**GIVEN DATA:**

****************

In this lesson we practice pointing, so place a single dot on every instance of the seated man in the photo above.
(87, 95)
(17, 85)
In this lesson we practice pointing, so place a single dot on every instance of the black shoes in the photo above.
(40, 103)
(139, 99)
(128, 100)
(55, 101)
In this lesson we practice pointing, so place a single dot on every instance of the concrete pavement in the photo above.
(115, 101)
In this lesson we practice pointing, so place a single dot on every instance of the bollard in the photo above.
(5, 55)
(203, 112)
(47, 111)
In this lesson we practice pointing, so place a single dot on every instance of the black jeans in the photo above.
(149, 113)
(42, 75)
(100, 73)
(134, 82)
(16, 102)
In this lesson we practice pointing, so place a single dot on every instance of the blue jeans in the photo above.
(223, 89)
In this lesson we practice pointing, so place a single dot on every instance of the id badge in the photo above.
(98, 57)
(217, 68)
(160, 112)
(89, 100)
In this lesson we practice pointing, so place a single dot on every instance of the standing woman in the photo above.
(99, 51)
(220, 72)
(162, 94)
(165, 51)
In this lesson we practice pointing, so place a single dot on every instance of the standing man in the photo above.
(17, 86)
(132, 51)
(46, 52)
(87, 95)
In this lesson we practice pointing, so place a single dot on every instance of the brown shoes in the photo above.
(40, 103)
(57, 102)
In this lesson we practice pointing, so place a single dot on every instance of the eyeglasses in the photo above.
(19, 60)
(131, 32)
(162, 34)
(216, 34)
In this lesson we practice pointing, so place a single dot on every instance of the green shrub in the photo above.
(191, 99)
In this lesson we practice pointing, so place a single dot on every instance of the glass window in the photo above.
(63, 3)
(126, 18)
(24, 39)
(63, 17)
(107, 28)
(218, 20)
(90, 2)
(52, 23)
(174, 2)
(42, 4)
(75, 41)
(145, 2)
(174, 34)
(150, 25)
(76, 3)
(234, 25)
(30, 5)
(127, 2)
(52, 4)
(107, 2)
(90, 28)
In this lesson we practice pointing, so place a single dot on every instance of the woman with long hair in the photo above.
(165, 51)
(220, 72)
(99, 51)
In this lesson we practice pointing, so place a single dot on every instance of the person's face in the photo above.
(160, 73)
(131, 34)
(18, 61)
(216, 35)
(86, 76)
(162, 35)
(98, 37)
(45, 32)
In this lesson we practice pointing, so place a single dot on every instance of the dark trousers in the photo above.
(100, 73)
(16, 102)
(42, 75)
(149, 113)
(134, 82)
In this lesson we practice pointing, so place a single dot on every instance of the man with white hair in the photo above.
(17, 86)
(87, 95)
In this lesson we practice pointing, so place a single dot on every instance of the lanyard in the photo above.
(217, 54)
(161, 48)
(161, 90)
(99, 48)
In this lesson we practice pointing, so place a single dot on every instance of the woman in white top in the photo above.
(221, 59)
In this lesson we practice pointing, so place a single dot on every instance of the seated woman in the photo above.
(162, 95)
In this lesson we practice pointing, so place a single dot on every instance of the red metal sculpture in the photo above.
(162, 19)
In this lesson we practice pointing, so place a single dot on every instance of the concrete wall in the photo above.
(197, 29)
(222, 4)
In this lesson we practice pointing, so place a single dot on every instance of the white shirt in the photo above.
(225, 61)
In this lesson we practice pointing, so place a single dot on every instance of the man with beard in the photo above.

****************

**WHAT YOU NEED TO DO:**
What you need to do is retype all the entries exactly as written.

**EXERCISE RESPONSE:**
In this lesson we practice pointing, so place a single dot on every instance of the seated man in the photo above.
(87, 95)
(17, 85)
In this lesson we practice pointing, so place a single dot on every instance of the black shoes in the photo above.
(40, 103)
(139, 99)
(128, 100)
(55, 101)
In this lesson we practice pointing, so place a single dot on every instance of the concrete pavement in the photo above.
(115, 101)
In this lesson we practice pointing, so place a single dot on every instance of the bollard in the photo above.
(5, 55)
(203, 112)
(47, 111)
In this lesson we practice pointing, so place a single dot on every instance of the black jeans in the photo above.
(149, 113)
(42, 75)
(100, 73)
(134, 82)
(16, 102)
In this lesson we practice pointing, so place a single dot on every instance of the blue jeans in the photo above.
(223, 89)
In this lesson we practice pointing, so place a single dot on every instance of the id badge in the photo above.
(98, 57)
(217, 68)
(160, 112)
(89, 100)
In this lesson we practice pointing, so place a single dot on every instance of the standing woman in the photo above.
(99, 51)
(220, 72)
(162, 94)
(165, 51)
In this lesson we practice pointing, so place a single dot on every instance of the standing man in the photo above.
(17, 86)
(132, 51)
(46, 52)
(87, 95)
In this lesson we practice pointing, so place a single dot on every instance of the brown shoes in the photo above.
(40, 103)
(57, 102)
In this lesson we practice pointing, so place a single dot on every instance of the eyeglasses in the photo above.
(19, 60)
(131, 32)
(162, 34)
(216, 34)
In this lesson we practice pointing, so place a single dot on every instance of the green shrub in the photo above.
(191, 99)
In this lesson we practice pointing, so place a single dot on every instance of the glass window in the photo above.
(63, 3)
(126, 18)
(24, 39)
(63, 17)
(107, 28)
(218, 20)
(90, 2)
(52, 23)
(174, 2)
(42, 4)
(75, 41)
(145, 2)
(174, 34)
(150, 25)
(76, 3)
(234, 25)
(30, 5)
(127, 2)
(52, 4)
(107, 2)
(90, 28)
In this lesson we practice pointing, so place a single dot on every instance of the woman with long hair in the photo above.
(165, 51)
(220, 72)
(99, 51)
In this lesson we practice pointing, so place a single dot on every instance of the person's face in the photo above.
(160, 73)
(131, 34)
(18, 61)
(216, 35)
(86, 76)
(162, 35)
(98, 37)
(45, 32)
In this lesson we practice pointing, so place a single dot on every instance of the dark trousers in the photo above.
(100, 73)
(16, 102)
(42, 75)
(149, 113)
(134, 82)
In this lesson we practice pointing, so place a single dot on every instance of the man with white hair in the photo above.
(17, 86)
(87, 95)
In this lesson we practice pointing, so place a single dot on every instance of the lanyard in the photo above.
(217, 54)
(161, 48)
(161, 90)
(99, 48)
In this lesson we practice pointing, so place a single dot on every instance of the woman in white top in the photo above.
(221, 59)
In this lesson we practice pointing, so place a single dot on every instance of the seated woman in the photo above.
(162, 95)
In this lesson we practice pointing, so place a single dot on every instance of the red metal sculpture in the photo above.
(162, 19)
In this lesson we practice pointing, so place a single dot on every instance of the concrete wall in the photo above.
(197, 29)
(222, 4)
In this lesson we practice pointing, so place a single dot on every instance of the white shirt in the photo above.
(225, 61)
In this lesson we practice pointing, so place a single dot on every instance of the man with beard in the photo above.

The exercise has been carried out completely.